Stored dataset items:
===============

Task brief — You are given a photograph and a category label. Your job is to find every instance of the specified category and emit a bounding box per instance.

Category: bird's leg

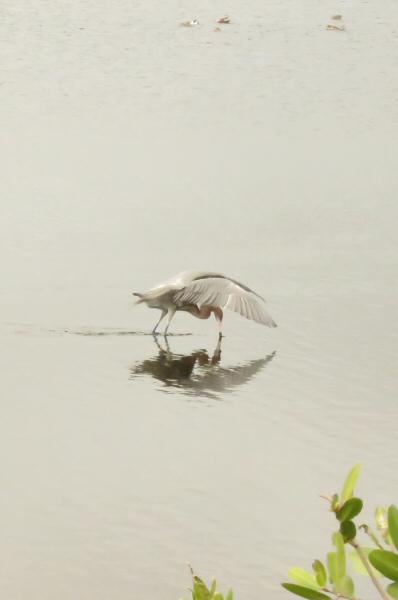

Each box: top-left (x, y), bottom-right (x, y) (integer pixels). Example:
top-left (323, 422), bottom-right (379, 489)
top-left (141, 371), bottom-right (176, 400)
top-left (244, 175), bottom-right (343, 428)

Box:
top-left (211, 334), bottom-right (222, 365)
top-left (152, 333), bottom-right (164, 352)
top-left (152, 309), bottom-right (167, 335)
top-left (213, 307), bottom-right (224, 338)
top-left (163, 336), bottom-right (171, 353)
top-left (152, 334), bottom-right (171, 356)
top-left (164, 307), bottom-right (177, 336)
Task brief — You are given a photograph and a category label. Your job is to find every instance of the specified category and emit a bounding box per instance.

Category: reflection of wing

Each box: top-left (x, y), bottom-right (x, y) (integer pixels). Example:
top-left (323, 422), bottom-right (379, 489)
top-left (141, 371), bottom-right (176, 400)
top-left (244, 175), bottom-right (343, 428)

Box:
top-left (184, 353), bottom-right (276, 398)
top-left (173, 277), bottom-right (276, 327)
top-left (130, 336), bottom-right (276, 399)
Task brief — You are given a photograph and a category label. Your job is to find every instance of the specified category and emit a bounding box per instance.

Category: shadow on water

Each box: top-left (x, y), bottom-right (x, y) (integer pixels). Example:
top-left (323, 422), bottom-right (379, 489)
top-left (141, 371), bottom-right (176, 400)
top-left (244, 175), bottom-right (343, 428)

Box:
top-left (2, 324), bottom-right (193, 337)
top-left (68, 329), bottom-right (192, 337)
top-left (130, 335), bottom-right (276, 399)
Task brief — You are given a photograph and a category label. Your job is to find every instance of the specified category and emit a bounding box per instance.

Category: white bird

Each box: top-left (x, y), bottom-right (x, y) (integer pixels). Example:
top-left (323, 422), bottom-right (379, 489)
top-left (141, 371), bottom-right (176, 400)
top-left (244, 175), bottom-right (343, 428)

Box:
top-left (180, 19), bottom-right (199, 27)
top-left (217, 15), bottom-right (231, 24)
top-left (133, 270), bottom-right (277, 336)
top-left (326, 23), bottom-right (345, 30)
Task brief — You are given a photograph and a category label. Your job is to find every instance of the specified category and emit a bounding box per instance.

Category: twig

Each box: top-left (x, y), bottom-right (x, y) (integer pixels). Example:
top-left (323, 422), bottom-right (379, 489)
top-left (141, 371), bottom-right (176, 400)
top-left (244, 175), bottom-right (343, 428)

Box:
top-left (358, 524), bottom-right (384, 550)
top-left (323, 586), bottom-right (362, 600)
top-left (350, 541), bottom-right (391, 600)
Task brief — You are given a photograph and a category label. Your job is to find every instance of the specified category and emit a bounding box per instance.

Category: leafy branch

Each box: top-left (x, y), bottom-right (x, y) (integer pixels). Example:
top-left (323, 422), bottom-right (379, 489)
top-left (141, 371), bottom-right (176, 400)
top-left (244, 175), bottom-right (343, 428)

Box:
top-left (178, 466), bottom-right (397, 600)
top-left (282, 465), bottom-right (398, 600)
top-left (179, 565), bottom-right (233, 600)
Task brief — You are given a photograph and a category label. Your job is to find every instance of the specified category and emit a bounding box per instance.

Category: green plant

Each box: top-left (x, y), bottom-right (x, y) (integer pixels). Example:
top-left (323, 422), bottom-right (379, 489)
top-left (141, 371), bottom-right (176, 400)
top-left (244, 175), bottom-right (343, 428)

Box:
top-left (179, 566), bottom-right (234, 600)
top-left (282, 464), bottom-right (398, 600)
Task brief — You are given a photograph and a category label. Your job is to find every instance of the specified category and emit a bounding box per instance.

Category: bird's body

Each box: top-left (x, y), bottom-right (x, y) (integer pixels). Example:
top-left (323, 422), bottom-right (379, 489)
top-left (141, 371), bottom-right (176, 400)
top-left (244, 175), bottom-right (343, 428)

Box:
top-left (134, 270), bottom-right (277, 335)
top-left (217, 15), bottom-right (231, 24)
top-left (326, 23), bottom-right (345, 30)
top-left (326, 14), bottom-right (345, 30)
top-left (180, 19), bottom-right (199, 27)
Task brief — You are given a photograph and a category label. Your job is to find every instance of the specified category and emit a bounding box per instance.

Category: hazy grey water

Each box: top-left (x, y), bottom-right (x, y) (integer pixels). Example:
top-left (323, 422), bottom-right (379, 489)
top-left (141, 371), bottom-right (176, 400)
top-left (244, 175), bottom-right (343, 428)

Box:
top-left (1, 0), bottom-right (398, 598)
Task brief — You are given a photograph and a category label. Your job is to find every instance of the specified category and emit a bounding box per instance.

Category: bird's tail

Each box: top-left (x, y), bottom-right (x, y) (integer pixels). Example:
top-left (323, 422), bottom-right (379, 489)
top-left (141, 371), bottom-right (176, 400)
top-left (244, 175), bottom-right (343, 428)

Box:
top-left (132, 292), bottom-right (144, 305)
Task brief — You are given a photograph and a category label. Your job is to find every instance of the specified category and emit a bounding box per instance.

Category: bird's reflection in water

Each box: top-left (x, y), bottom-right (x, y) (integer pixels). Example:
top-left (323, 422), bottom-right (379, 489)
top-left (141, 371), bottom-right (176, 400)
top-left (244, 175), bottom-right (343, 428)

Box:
top-left (130, 335), bottom-right (276, 398)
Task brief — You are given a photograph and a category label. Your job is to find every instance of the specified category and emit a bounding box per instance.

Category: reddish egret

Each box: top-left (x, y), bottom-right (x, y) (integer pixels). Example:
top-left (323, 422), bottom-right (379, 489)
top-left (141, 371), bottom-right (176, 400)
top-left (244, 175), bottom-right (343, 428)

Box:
top-left (133, 271), bottom-right (277, 336)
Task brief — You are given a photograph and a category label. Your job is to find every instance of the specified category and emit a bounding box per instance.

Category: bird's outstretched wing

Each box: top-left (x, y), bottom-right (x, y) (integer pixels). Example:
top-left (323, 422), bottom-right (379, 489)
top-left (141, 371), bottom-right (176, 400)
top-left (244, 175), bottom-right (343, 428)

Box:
top-left (173, 276), bottom-right (277, 327)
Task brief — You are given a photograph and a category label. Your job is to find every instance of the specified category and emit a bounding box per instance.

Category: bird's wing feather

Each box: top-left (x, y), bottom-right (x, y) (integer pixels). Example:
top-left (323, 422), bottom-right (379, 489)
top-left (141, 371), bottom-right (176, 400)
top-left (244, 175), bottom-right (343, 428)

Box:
top-left (173, 277), bottom-right (276, 327)
top-left (191, 272), bottom-right (266, 301)
top-left (143, 271), bottom-right (225, 299)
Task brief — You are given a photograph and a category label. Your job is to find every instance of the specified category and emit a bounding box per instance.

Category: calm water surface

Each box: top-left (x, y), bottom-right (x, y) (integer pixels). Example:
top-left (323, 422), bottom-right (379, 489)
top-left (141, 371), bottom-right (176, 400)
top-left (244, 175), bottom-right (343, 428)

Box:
top-left (1, 0), bottom-right (398, 598)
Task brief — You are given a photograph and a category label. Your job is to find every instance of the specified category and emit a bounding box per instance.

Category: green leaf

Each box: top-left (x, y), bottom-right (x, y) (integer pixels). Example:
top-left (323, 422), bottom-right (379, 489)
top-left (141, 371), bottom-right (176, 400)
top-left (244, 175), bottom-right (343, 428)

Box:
top-left (192, 577), bottom-right (210, 600)
top-left (332, 532), bottom-right (346, 578)
top-left (340, 520), bottom-right (357, 542)
top-left (376, 506), bottom-right (387, 527)
top-left (387, 583), bottom-right (398, 600)
top-left (337, 498), bottom-right (363, 522)
top-left (349, 548), bottom-right (382, 576)
top-left (225, 591), bottom-right (234, 600)
top-left (312, 560), bottom-right (327, 587)
top-left (334, 574), bottom-right (355, 598)
top-left (369, 550), bottom-right (398, 581)
top-left (213, 594), bottom-right (224, 600)
top-left (282, 583), bottom-right (330, 600)
top-left (327, 552), bottom-right (337, 584)
top-left (341, 464), bottom-right (362, 504)
top-left (209, 580), bottom-right (217, 596)
top-left (388, 506), bottom-right (398, 551)
top-left (375, 507), bottom-right (393, 545)
top-left (375, 507), bottom-right (388, 531)
top-left (288, 567), bottom-right (319, 590)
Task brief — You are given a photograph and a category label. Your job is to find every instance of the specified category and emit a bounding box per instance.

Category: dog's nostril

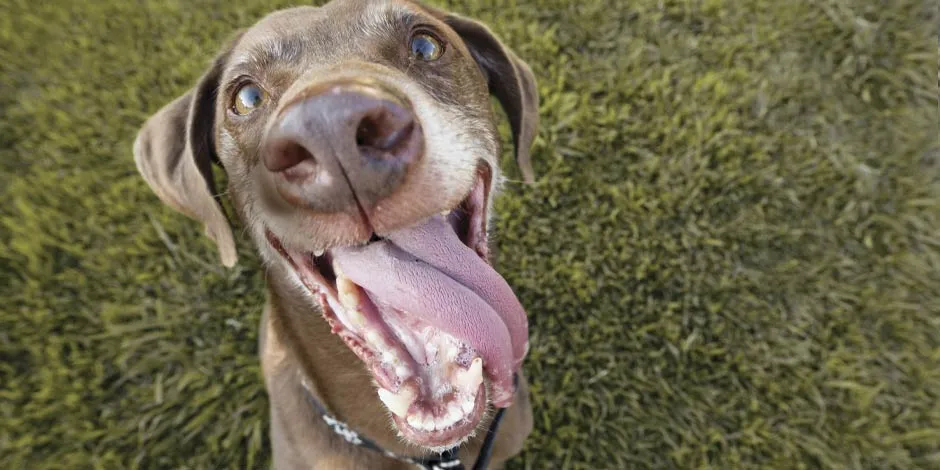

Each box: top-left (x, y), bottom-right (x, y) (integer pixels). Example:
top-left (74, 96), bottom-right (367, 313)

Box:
top-left (383, 121), bottom-right (415, 153)
top-left (356, 108), bottom-right (416, 159)
top-left (355, 118), bottom-right (376, 148)
top-left (269, 141), bottom-right (316, 172)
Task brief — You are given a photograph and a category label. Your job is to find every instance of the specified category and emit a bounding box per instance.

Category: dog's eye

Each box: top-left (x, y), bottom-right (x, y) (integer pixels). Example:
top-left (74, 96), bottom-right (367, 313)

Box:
top-left (410, 32), bottom-right (443, 61)
top-left (233, 83), bottom-right (266, 115)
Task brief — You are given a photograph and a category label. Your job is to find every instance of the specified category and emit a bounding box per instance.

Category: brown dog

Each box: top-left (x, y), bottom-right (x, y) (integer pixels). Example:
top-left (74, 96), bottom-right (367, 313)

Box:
top-left (133, 0), bottom-right (538, 468)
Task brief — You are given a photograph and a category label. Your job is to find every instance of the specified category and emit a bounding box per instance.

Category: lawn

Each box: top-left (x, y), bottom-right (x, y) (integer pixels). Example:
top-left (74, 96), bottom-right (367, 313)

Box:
top-left (1, 0), bottom-right (937, 468)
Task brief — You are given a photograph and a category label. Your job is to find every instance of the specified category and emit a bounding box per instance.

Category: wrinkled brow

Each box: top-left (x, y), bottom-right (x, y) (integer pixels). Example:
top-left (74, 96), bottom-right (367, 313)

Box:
top-left (228, 37), bottom-right (306, 77)
top-left (363, 3), bottom-right (420, 34)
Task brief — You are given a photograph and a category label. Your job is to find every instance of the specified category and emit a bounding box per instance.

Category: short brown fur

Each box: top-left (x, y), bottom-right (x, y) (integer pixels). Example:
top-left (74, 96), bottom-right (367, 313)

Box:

===============

== INSTRUCTIONS TO FOLLOW ==
Check every line of the entries above, and copy those that carry the string "water".

== SOLUTION ==
Category: shadow on water
Category: hazy grey water
Category: bird's reflection in water
Category: calm water surface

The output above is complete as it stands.